Aim of the exercise: What is needed is an exact copy of all the lines below.

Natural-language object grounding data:
Segment Open
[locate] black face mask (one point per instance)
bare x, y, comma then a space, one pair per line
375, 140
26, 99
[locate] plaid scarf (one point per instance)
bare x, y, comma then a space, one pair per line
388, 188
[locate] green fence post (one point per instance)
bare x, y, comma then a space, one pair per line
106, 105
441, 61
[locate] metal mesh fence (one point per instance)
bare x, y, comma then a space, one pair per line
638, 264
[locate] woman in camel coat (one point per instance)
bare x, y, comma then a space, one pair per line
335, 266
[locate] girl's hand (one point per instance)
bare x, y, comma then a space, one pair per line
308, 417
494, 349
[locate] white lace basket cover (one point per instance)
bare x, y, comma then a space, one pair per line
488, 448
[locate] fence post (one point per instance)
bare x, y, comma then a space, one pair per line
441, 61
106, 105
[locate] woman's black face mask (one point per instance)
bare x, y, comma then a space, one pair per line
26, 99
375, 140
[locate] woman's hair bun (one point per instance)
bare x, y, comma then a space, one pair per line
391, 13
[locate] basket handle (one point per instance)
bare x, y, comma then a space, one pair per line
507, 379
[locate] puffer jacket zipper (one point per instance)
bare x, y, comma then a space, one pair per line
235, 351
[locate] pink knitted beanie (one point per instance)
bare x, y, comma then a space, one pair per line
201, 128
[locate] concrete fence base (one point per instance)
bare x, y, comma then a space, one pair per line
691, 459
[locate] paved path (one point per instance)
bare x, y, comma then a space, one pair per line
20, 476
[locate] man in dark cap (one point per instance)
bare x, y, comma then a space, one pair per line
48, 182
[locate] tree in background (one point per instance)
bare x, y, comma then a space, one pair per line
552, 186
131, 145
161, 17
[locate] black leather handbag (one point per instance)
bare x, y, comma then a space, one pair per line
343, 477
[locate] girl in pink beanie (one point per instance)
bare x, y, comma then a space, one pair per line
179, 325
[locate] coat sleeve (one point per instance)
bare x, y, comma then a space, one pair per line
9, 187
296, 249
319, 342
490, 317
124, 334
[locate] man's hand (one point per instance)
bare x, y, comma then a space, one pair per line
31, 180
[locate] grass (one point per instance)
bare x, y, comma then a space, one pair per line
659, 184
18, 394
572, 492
Segment Closed
Response to the exercise:
[locate] black face mask (one point per instance)
bare x, y, comma then a space, one pair per line
375, 140
26, 99
[locate] plaid scarf (one point per instance)
bare x, y, comma then a space, one pair per line
388, 188
[locate] green fence post (one point per instance)
bare x, y, comma then a space, one pair per line
106, 105
441, 61
[locate] metal mesh fence (one point per instance)
bare x, y, comma then a space, one pair per line
638, 264
[locate] woman in camel coat (one point per instance)
bare x, y, comma then a space, one pair per line
335, 266
[locate] girl's hand (one point per instance)
bare x, y, comma then a space, one pair per line
308, 417
494, 349
[locate] white lace basket cover (one point per instance)
bare x, y, comma then a space, one pair per line
488, 448
[locate] fence post (one point per instance)
bare x, y, comma then a space, one pair per line
441, 61
106, 105
[locate] woman's black face mask (one point per instance)
bare x, y, comma then a space, one pair per line
26, 99
375, 140
[locate] woman's hair bun (one point per instance)
bare x, y, comma then a space, one pair per line
391, 13
[locate] basket handle (one point per instance)
bare x, y, comma then a space, one pair per line
507, 379
[locate] puffer jacket zipper (one point per instance)
bare x, y, comma then a space, one pair per line
235, 351
[locate] pink knitted beanie (one point per instance)
bare x, y, comma then a space, one pair per line
201, 128
[locate] concrete fence base (one point per instance)
bare x, y, comma then a space, one pair per line
691, 459
[locate] paved path (one point per instance)
bare x, y, comma then a space, one pair per line
20, 476
[locate] man in dark cap (one point per instance)
bare x, y, comma then a space, one pair per line
48, 182
[locate] tree in background (one point per instance)
bare x, y, comma then a space, one pair per line
552, 186
131, 145
161, 17
[locate] black leather handbag (one point per instance)
bare x, y, comma then a space, one pair per line
343, 477
[locate] girl in pink beanie (one point per instance)
bare x, y, comma then a space, one pair per line
179, 325
[locate] coat sleeve (one point per instance)
bare x, y, comma then a space, one pair per line
9, 187
296, 249
319, 342
490, 317
124, 334
[locate] man's hand (one point per instance)
bare x, y, comma then a space, one pair per line
31, 180
[locate] grass (one point per instance)
bare x, y, comma then a space, one pair per line
659, 184
18, 394
572, 492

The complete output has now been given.